Photo-based point labeling data:
+++

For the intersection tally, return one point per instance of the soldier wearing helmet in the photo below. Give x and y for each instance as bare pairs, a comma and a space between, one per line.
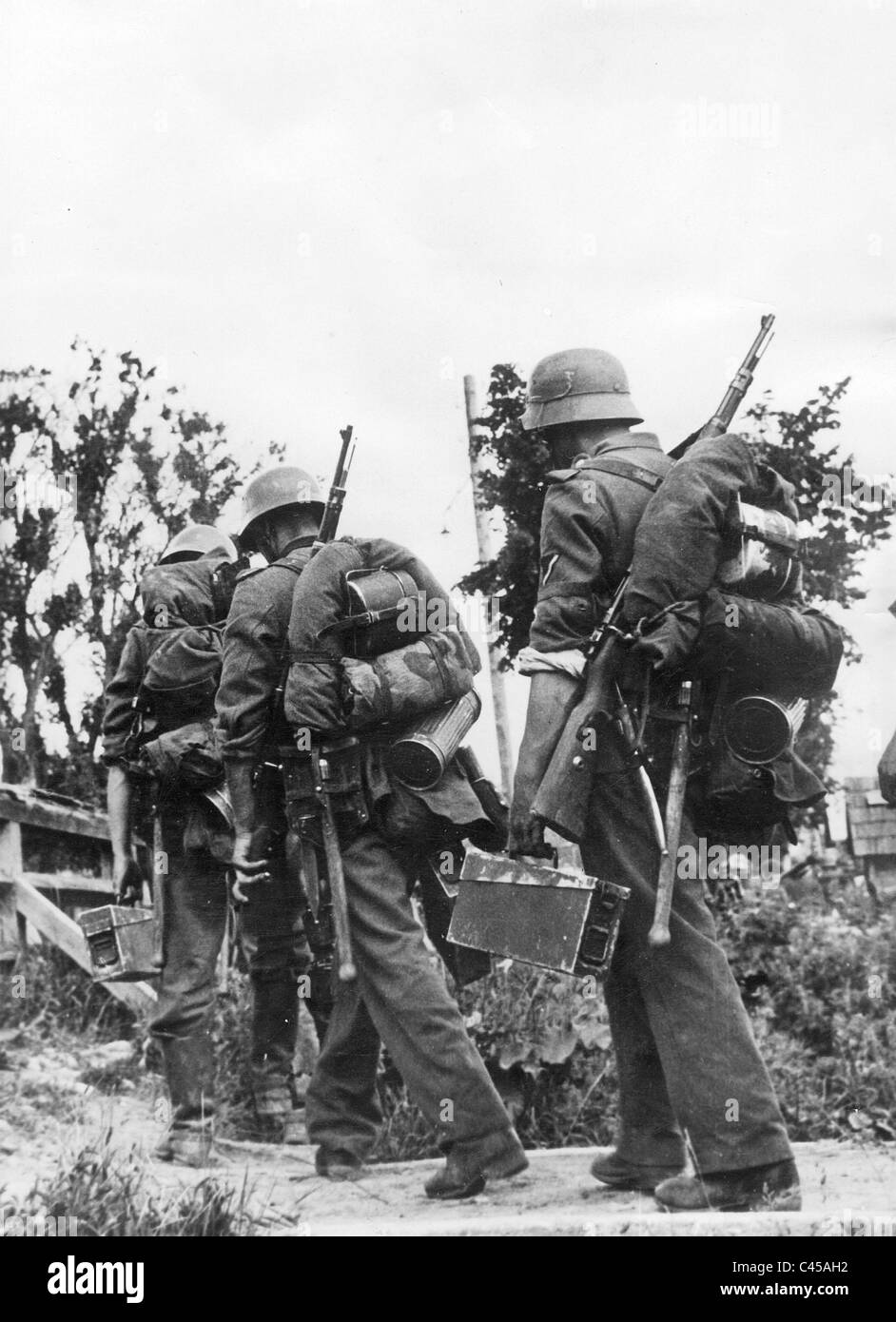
282, 509
197, 541
681, 1034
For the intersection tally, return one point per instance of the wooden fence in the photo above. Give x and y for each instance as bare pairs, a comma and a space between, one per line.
48, 901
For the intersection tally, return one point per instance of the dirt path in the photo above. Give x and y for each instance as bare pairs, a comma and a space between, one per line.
48, 1111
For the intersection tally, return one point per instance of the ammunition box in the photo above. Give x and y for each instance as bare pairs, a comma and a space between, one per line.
121, 942
540, 915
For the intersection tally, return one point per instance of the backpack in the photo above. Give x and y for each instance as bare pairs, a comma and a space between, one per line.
183, 604
715, 578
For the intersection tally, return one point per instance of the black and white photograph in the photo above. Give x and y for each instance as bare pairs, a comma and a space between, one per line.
447, 623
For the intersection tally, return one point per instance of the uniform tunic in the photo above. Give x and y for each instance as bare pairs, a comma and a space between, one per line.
688, 1060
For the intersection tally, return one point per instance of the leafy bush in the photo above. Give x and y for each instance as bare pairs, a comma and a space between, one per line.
51, 994
821, 992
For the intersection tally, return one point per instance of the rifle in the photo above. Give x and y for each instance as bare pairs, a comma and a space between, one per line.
563, 797
308, 862
335, 874
336, 498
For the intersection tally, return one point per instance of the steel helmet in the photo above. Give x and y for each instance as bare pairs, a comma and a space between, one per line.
577, 385
277, 488
199, 539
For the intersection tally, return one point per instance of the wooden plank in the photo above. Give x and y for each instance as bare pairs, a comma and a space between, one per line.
17, 806
68, 882
62, 931
10, 870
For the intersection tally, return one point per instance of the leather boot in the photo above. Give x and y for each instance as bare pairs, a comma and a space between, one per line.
471, 1163
189, 1072
617, 1173
773, 1189
278, 1116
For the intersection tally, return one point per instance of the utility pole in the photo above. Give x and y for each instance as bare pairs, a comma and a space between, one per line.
484, 542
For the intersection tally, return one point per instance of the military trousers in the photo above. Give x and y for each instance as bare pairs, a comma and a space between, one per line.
194, 922
399, 999
691, 1078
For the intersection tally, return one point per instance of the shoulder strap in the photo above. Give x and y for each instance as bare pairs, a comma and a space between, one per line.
608, 464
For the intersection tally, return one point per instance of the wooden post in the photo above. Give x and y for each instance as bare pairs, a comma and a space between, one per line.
10, 868
484, 542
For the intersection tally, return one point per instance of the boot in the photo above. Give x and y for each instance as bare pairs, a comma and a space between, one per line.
189, 1072
773, 1189
618, 1173
278, 1116
471, 1163
339, 1165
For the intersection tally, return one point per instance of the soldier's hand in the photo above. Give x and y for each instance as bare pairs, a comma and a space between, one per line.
526, 833
127, 880
886, 772
250, 871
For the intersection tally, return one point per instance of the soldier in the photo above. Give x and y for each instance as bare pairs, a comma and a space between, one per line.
398, 997
688, 1063
282, 511
193, 844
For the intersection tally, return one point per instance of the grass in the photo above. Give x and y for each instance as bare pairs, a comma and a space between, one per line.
112, 1193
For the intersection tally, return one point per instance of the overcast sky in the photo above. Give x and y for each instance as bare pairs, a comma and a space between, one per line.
321, 210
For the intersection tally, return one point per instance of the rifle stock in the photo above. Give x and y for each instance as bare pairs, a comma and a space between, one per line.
564, 793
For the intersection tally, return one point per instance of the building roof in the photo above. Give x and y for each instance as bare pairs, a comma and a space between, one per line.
871, 820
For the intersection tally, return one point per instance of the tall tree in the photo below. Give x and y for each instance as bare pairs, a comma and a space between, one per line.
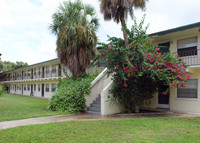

+++

§ Required work
Locate every line in the entries above that contains the word "wooden", and copy each of those lines out. Treat upper and lower case as different.

§ Final answer
For the intersection tally, return one point per instance of the wooden fence in the photo above. Give x and y for each instance as bare pairs, a comma and a space between, one per line.
For the intersection tally, return one point per instance of the wooden plank in the photo above. Give x and y for each instance as bare pairs, a comma and a space between, one per line.
For the intersection tally, return one point per instance of the wooden post in the photo above. Give x and y for each instance as bare pairs, a comma and a space between, one per line.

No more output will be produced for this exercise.